**Task to carry out:** Please transcribe the data exactly as shown, skipping the images.

**Data supplied:**

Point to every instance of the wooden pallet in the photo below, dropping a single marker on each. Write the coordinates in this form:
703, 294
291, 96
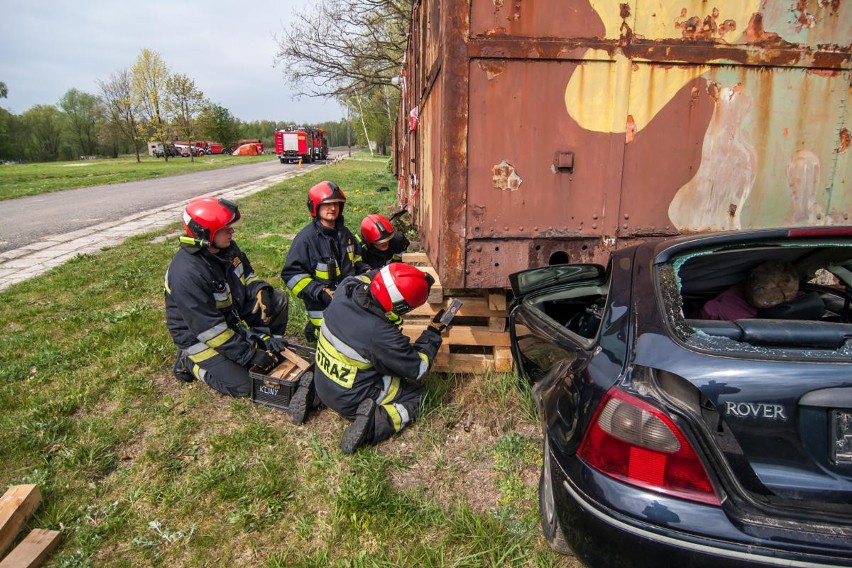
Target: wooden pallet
477, 341
16, 507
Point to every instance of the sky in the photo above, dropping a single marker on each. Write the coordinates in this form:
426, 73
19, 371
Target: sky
227, 47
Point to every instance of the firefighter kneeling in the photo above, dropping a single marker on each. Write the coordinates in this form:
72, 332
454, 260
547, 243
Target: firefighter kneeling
366, 369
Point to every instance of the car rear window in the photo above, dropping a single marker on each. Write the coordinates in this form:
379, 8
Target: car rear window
718, 300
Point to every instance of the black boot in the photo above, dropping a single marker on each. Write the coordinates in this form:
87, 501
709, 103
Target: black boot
181, 367
358, 433
303, 399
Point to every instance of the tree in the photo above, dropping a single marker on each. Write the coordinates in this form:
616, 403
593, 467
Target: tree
121, 108
84, 115
345, 47
149, 75
185, 103
42, 126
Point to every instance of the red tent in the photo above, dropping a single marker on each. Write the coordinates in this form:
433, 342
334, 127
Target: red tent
245, 150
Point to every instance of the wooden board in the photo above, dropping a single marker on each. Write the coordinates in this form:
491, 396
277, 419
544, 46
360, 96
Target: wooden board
291, 368
16, 506
33, 550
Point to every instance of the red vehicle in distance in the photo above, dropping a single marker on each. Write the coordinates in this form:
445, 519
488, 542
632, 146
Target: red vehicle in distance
210, 147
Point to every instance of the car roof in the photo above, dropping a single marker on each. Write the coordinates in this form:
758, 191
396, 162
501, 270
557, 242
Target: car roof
666, 249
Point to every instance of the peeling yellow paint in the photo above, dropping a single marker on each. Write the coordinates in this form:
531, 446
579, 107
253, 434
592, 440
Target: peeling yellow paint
595, 93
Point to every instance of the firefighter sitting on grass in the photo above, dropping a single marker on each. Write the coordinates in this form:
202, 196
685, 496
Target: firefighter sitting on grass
366, 369
322, 254
380, 243
219, 314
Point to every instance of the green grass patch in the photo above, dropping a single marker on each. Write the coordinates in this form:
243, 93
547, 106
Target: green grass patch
21, 180
136, 469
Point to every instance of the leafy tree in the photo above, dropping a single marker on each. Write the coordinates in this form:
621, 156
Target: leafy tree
121, 109
149, 76
10, 134
185, 103
84, 115
42, 129
217, 123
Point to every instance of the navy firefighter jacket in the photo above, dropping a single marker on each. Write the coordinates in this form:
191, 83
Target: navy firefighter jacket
320, 257
359, 346
207, 295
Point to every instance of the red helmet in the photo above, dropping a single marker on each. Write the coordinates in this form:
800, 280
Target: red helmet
376, 228
204, 216
324, 192
400, 287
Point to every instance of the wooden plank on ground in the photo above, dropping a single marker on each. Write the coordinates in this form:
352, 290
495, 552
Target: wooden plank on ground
462, 335
33, 550
497, 301
471, 306
462, 363
16, 506
415, 258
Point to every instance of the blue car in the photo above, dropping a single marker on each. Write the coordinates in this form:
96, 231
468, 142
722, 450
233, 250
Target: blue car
677, 435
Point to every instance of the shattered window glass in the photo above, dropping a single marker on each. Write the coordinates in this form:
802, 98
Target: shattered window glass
686, 282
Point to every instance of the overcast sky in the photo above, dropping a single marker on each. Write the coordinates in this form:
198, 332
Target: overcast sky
226, 46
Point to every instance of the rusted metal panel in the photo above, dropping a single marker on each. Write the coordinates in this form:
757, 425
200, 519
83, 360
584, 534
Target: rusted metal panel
559, 130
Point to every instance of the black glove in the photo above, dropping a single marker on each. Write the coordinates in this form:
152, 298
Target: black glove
262, 359
263, 303
325, 296
435, 324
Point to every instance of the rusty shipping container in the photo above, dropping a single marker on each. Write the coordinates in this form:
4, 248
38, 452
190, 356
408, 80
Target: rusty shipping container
541, 131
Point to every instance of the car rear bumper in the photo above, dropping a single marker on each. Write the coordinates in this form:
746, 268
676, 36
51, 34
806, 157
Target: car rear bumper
608, 523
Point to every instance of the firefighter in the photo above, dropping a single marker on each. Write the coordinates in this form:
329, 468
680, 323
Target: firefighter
380, 243
366, 369
221, 317
322, 254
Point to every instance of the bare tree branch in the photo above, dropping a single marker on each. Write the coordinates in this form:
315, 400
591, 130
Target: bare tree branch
345, 48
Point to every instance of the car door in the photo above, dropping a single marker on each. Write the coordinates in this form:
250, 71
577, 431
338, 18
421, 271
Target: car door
554, 322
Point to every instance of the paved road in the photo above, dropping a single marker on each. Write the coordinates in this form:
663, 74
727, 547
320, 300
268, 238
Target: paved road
44, 231
30, 219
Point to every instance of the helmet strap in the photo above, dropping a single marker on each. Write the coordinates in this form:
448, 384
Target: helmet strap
192, 241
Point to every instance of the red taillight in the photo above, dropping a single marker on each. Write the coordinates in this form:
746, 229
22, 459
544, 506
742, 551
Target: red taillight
632, 441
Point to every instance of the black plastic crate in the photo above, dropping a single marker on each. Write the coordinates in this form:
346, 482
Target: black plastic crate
274, 387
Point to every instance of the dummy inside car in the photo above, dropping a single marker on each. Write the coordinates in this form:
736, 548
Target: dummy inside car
700, 440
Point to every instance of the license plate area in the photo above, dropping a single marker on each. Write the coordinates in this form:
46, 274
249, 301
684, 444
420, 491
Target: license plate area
841, 437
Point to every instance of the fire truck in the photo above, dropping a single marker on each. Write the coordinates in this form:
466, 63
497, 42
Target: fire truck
297, 143
320, 144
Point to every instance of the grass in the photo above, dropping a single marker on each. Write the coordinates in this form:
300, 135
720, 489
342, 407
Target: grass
136, 469
21, 180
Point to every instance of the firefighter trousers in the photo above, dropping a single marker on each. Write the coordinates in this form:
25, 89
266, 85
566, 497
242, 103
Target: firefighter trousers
397, 405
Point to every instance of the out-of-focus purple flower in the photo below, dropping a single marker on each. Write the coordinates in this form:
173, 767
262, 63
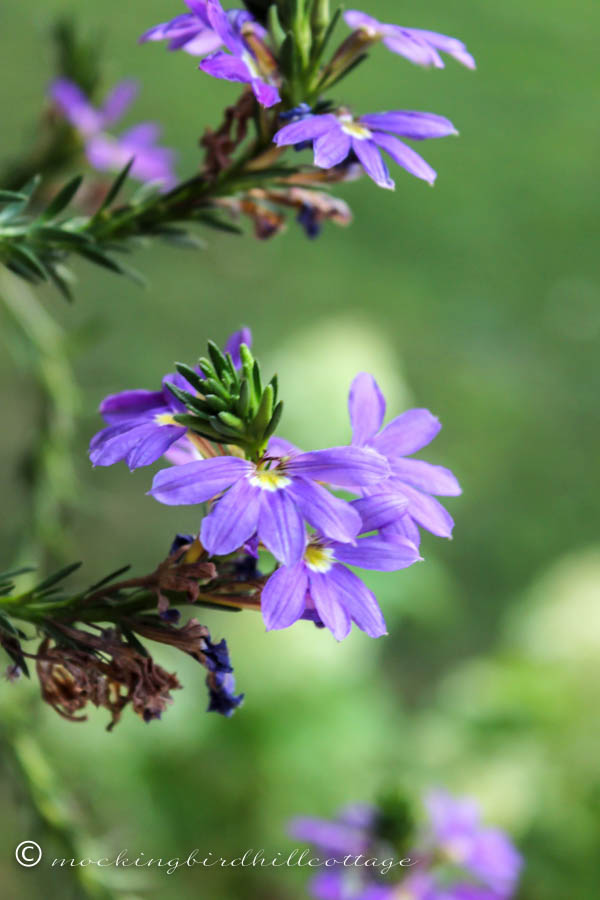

**Answer section:**
Point to every instance of the wooden pallet in the photo below, dropping a single marker on each. Write the coordinates in this form:
703, 294
291, 96
Target: wooden pallet
477, 341
16, 507
Point to every instance of the sky in the photo above, dropping a single marker on each. Write the coordinates in this form:
426, 73
19, 371
Target: sky
227, 47
Point to every instance of the firefighter kneeling in the photo above, dropping a single marker on each. Write the coordinates in this form:
72, 332
454, 260
547, 243
Target: firefighter kneeling
366, 369
Point to every instance of the car rear window in the photo above, dropping a single marker on each. Write the coordinates in this form:
379, 8
Target: car rear window
718, 300
Point to every instance of the black boot in the photo above, dropping a single marker on each. Write the coordinates in this form:
87, 501
709, 103
Target: black boot
181, 367
358, 433
303, 399
Point to every instance of the tree in the photo above, dropping a single marker on each. Write the coordinates in this form:
616, 403
593, 467
Target: tree
121, 108
84, 115
345, 47
149, 75
185, 103
42, 126
Point to every instance of the red tent in the photo above, dropping a single marker on each. Write the coordinates in this form:
433, 342
334, 127
Target: red tent
245, 150
Point to every instance of the wooden board in the photo above, dropping a single marker on each. Write the coordinates in this form:
491, 396
277, 419
544, 46
360, 96
Target: wooden board
291, 368
16, 506
33, 550
Point to every instance of the red vehicle in distance in the photo above, dropping a single marker on each. Write the coordinates in this form:
445, 519
488, 542
632, 146
Target: red vehicle in distance
210, 147
Point to every instance of the car roof in the photo above, dropping a single marker on each. Write the coordinates in this form:
758, 191
396, 162
501, 270
557, 242
Target: car roof
666, 249
Point to every instance of the peeling yellow paint in the photo above, dropping a single marker on each. Write the coordinates in this form:
531, 446
579, 107
253, 434
592, 440
Target: peeling yellow paint
595, 93
Point to every instance of the firefighter sitting on grass in the photo above, dropping a single marker on each. Write the coordinates in this form:
202, 196
685, 496
Target: firefighter sitting on grass
366, 369
322, 254
380, 243
219, 314
Point to every instance of the green grass patch in the photo above, dropping a single marker on each. Write the coordinates in this form:
243, 93
547, 106
Target: green grass patch
21, 180
136, 469
Point to every instance of the leafy tree in the photo above, dropping a single marker on each. Write the coordinates in this form:
621, 156
Target: leafy tree
121, 109
149, 76
10, 134
185, 103
84, 115
42, 129
217, 123
Point to every instance of the navy firefighter jacket in the photo above, dropping a single marker on each. Write the coordinates in this form:
191, 83
Target: navy firefighter jacket
320, 257
359, 346
207, 295
Point to every instance of the red helmet in the photo above, dropping a single marker on each. Write the coordinates in this form:
800, 280
Target: red helmet
376, 228
204, 216
324, 192
400, 287
Point to every instance of the wooden plank on ground in the photo above, dropping a single marker on each. Write the coordinates in this form:
352, 290
495, 552
Target: wooden plank on ground
462, 335
33, 550
497, 301
471, 306
462, 363
16, 506
415, 258
Point to every instance of the blue car in the photo above, dropping a single marker on each. Write the coordinates in this form:
96, 231
468, 142
722, 450
233, 250
Target: blue car
677, 435
Point to every instance of the shattered window glass in the photo above, dropping a single marker on each. Write the coordinates in this form:
802, 98
Target: shattered window glass
686, 282
Point to every instance of the overcast sky in the photo above, dropping a single marker on each. Write the coordinates in this form:
198, 332
Target: overcast sky
226, 46
Point to every instance of the rusted metal panel in the photo above, dropping a single marker on each. Write the coordinates in this form:
757, 425
200, 519
83, 360
584, 534
Target: rusted metal panel
559, 130
Point to every instance of the black glove in the photo above, dropping a single marker on each. Write the coordinates in this form:
152, 298
Target: black glove
262, 359
263, 303
325, 296
435, 324
Point to every instance of the rusty shipping container in the photo above, dropping a single marker on each. Write the coordinates in this form:
4, 248
38, 452
190, 356
408, 80
Target: rusty shipping container
541, 131
Point to every instance of the car rear bumper in the photo above, dropping a single marker on each. Write the coordinates in this form:
746, 268
676, 36
51, 34
806, 157
Target: car rear bumper
608, 523
Point to every instance of the firefighter in the photo above, dropping a single marker on each. Write the coordinates in this form:
329, 468
680, 323
Target: firefighter
380, 243
366, 369
221, 317
322, 254
Point to every instance of the bare tree branch in the photo above, dropping a single marker on each. Write the coordinates in this form:
315, 400
591, 130
Target: bare tree branch
345, 48
Point to every instance of the car door in the photo above, dropping a single marker on each. Write the coordinates in this form:
250, 71
577, 431
338, 18
421, 271
Target: car door
554, 322
Point to every instance of the paved road in the photo above, dropping a single marker on each. Write the coordinates in this form:
663, 74
727, 547
320, 300
268, 238
Target: paved road
44, 231
30, 219
Point to every instance of the helmet strap in the photo above, dropping a single marker on each. Write the coordinates in this form:
448, 384
Target: helmet strap
192, 241
Point to every instance of the red taillight in the photo above, dropping a single marker on each. Write the coordinates in this form:
746, 229
22, 459
544, 506
742, 551
Target: red taillight
632, 441
Point to every instance of the black plastic crate in the photo above, dropping a single marker on each. Write the coordinates in this form:
346, 482
Target: black plastic crate
274, 387
Point to every instance of the dummy inside car in the photo above, dropping a single marker on each. Write the coordinates in this form:
736, 548
Target: dummy inside car
700, 440
Point to every instance of the license plate area in the photo above, dropping a single marker on each. Write the coordinates in this form:
46, 274
249, 301
684, 444
420, 491
Target: license plate area
841, 437
Point to every instance of the fire truck in the photo above, dropping a single marker on each. Write the coordinates in this form:
466, 63
497, 42
Target: fire truck
297, 143
320, 144
Point to every instance of the grass in the photo above, dropping a single marker on each. Write the coordinates in this form:
300, 135
720, 489
342, 407
Target: grass
136, 469
21, 180
Point to every instance of the firefighter trousers in the photo above, dropping a single marker on each. Write the coordinates in this form:
25, 89
266, 85
566, 497
242, 103
Target: firefighter trousers
397, 405
Point to every instance of the out-of-focus purple flower in the photo below, dropping a single marker on each. Write the coordinates in this form:
173, 767
262, 63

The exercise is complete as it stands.